(Saved dataset items)
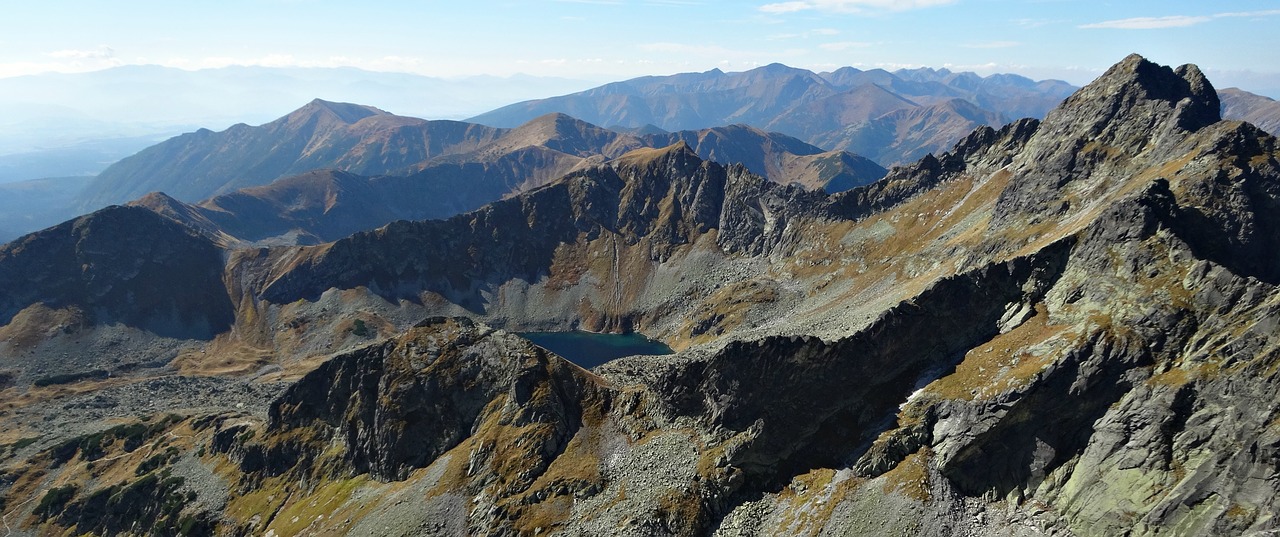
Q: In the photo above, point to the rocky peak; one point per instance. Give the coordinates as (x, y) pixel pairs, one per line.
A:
(1134, 104)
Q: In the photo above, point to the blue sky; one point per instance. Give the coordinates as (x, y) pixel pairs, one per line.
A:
(1235, 41)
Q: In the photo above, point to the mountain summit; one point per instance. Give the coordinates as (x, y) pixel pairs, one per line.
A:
(1055, 327)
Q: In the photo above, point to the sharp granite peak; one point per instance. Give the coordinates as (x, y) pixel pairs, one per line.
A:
(1059, 326)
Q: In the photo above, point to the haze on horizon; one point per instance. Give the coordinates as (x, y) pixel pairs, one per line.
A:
(609, 40)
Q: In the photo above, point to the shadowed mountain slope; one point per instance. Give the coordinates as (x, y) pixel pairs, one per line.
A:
(830, 110)
(1059, 326)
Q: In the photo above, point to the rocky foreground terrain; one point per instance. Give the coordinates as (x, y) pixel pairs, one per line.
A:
(1057, 327)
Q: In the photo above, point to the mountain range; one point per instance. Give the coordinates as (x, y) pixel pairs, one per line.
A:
(892, 118)
(1059, 326)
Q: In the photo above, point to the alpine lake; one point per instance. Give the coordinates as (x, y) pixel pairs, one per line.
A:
(590, 349)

## Goal of the exercise
Print the whole listing above again line for line, changing nothing, and leave the pictures out.

## Task output
Q: In the photo above, point to the rocky peak; one point per instance. Give the coordinates as (x, y) pixel pairs, one per line.
A:
(1134, 104)
Q: In the photo above, point to the blue sky; one point per instance. Give the coordinates as (x, y) pixel pairs, one per line.
A:
(1235, 41)
Q: In the photo above, point to the mountain summit; one point per instance. Give the coordinates as (x, y) pixel pairs, one per line.
A:
(1055, 327)
Q: In the photo above, point to the sharp granite peak; one point per instance. Give the coordinates as (x, y) pixel pairs, one per line.
A:
(1059, 326)
Q: In the photo above, point to the haze on horizon; one point per instance. Give the coordinates as (x, y) pixel pairs, one per line.
A:
(609, 40)
Q: In the photo above, point to the shadowed mountain slope; one point per instance. Give the coordinates as (x, y) pixel pairs, one per line.
A:
(830, 110)
(1059, 326)
Q: In the photo above, point to the rocky foreground terrain; one point per instance. Give the coordinates as (x, y) pixel pairs, one per line.
A:
(1057, 327)
Q: In the photo above, point to the mountain range; one point per instance. Give the coordinates as (x, y) pixel pairs, one per line.
A:
(892, 118)
(1059, 326)
Q: In the photo above, point to the alpine lake; one point per instance. Give the coordinates as (x, y) pixel pairs, one per line.
A:
(590, 349)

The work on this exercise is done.